_ЗАДАЧА:_ Приведите заново фрагмент текста о художнике Леоне Фредерике: начните с места, где стоят слова «По части живописной», и остановитесь после слов «его произведением вопросы.». В этом фрагменте измените «сбивчивый темп» на «рваный темп».

Найти тему
Живопись

Художник Леон Фредерик: богини нового времени

Художник Леон Фредерик был символистом. А кто такой символист? Это мастер таинственных намёков, мифологических мотивов, мрачноватой (или напротив — возвышенной) атмосферы и прочей метафизики, граничащей с неоромантикой.

По части живописной техники символизму присущ сбивчивый темп и неровный ритм повествования. Тревожные и/или торжественные тона и контрасты, выводящие зрителя из зоны комфорта. Игры с геометрией, призванные то воодушевлять, то угнетать. Словом, настоящий художник- символист — умеет вовлечь зрителя в поиски высшего смысла бытия, не давая (или затрудняя поиск) прямых ответов на поставленные его произведением вопросы.

Подчеркнём: сказанное выше касается именно западноевропейского символизма. На нашей богоспасаемой культурной почве он приживался из рук вон плохо, а затем «обрусел» и стал совершенно особым феноменом. В конце XIX-начале XX веков большинство русских художников восприняли его как ещё один способ говорить со зрителем о чуде реальности, не разделяя бытие на обыденную и мистическую составляющие. «Вписывать» одухотворённость в образы героев и суть явлений, а не надстраивать её «поверх». Впрочем, это совсем другая история. Как-нибудь позже поговорим о ней подробнее. Поверьте, дорогой читатель, это будет занятно.

Итак: Леон Фредерик был замечательным символистом. Чего стоит одна только его серия работ «Четыре сезона», где нет буквально ни единого намёка на прозу жизни. Только живописные метафоры, отсылки к мифам и легендам, ролевые модели с каноничным приёмами и прочая благодать.

И вот, любуясь этими дивными красочными мирами, мы совершенно случайно повстречались с полотном под названием «Работа трёх сестёр». И поначалу даже растерялись, не поверив своим глазам. А потом крепко задумались... Взгляните, дорогой читатель: эта картина — чистой воды реализм! Просто жанровая зарисовка, проза жизни, история о трёх девочках-подростках, чистящих картофель. И в ней совершенно не просматривается никакого символизма.

_ЗАПИСИ:_
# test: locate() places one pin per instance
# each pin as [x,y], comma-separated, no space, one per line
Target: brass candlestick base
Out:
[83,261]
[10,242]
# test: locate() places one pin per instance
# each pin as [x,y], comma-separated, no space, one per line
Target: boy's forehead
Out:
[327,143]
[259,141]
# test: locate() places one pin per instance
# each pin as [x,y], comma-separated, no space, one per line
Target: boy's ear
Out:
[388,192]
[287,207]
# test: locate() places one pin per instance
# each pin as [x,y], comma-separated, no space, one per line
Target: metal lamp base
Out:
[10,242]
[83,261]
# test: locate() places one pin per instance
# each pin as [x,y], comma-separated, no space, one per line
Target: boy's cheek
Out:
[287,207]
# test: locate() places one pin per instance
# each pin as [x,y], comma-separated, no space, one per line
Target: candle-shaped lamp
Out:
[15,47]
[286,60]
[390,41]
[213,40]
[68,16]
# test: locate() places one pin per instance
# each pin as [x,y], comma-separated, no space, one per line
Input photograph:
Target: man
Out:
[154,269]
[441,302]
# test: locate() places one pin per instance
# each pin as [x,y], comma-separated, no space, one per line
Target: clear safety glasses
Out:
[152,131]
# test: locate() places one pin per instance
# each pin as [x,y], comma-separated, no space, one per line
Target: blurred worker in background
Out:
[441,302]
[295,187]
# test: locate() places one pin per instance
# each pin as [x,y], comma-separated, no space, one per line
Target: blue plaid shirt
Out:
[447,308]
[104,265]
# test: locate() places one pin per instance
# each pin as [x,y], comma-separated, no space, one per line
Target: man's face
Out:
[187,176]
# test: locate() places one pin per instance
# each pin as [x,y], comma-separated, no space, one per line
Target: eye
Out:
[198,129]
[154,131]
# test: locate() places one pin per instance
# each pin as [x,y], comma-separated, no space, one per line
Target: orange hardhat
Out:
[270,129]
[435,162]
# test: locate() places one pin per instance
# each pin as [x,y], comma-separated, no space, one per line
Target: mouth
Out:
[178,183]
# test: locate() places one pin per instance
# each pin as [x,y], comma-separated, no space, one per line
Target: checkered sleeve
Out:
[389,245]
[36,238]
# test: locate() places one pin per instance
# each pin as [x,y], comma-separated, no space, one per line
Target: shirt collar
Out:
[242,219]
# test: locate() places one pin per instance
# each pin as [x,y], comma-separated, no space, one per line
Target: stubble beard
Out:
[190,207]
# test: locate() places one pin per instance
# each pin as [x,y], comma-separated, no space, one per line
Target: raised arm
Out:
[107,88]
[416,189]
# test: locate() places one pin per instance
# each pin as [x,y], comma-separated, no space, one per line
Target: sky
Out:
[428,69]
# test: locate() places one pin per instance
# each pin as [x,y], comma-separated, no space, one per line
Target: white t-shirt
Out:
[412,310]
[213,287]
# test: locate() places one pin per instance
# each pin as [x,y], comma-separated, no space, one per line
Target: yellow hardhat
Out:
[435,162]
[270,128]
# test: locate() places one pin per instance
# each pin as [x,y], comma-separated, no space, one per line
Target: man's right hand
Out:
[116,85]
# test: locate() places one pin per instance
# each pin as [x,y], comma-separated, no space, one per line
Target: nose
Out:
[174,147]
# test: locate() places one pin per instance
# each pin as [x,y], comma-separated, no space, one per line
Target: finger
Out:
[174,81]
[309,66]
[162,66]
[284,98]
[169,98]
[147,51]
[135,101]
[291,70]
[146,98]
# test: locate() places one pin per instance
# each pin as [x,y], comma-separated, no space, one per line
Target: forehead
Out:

_ОТВЕТ:_
По части живописной техники символизму присущ рваный темп и неровный ритм повествования. Тревожные и/или торжественные тона и контрасты, выводящие зрителя из зоны комфорта. Игры с геометрией, призванные то воодушевлять, то угнетать. Словом, настоящий художник- символист — умеет вовлечь зрителя в поиски высшего смысла бытия, не давая (или затрудняя поиск) прямых ответов на поставленные его произведением вопросы.